Count the lines in the records below that contain the string "sand". Case matters, and your reply should be the number alone.

···

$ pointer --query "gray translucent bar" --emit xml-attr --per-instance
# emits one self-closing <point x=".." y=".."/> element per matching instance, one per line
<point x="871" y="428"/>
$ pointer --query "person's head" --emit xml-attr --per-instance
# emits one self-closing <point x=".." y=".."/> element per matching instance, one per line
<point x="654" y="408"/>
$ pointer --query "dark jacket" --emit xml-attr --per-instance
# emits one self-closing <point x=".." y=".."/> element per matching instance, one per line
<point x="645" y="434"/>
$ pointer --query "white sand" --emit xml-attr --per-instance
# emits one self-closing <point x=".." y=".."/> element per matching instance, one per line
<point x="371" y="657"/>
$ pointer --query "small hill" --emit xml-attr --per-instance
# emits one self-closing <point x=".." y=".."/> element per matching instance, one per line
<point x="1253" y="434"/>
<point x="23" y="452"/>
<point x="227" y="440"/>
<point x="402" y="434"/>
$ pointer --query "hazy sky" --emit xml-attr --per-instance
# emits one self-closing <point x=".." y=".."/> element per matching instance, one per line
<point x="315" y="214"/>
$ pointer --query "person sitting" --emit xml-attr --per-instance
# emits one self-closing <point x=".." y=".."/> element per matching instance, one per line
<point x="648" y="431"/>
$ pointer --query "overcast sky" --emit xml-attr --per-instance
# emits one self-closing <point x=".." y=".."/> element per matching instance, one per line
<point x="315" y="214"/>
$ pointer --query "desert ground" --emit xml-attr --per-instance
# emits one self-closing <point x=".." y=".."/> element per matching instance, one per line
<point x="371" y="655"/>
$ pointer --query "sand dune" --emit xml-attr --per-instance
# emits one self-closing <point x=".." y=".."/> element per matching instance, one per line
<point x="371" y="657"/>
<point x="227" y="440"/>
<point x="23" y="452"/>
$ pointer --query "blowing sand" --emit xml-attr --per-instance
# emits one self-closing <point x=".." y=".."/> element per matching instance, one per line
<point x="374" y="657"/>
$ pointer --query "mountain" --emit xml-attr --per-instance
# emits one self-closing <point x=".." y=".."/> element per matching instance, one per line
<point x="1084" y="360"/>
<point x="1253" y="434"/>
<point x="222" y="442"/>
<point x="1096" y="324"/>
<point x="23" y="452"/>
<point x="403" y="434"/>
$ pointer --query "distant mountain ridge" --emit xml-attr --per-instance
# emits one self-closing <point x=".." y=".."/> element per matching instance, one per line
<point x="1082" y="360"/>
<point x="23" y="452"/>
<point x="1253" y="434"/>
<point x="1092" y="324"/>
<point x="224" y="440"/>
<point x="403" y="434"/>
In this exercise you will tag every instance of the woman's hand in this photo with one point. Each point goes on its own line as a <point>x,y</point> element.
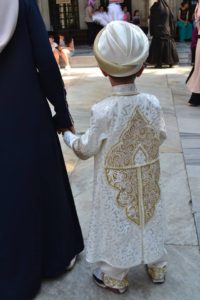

···

**Finished exercise:**
3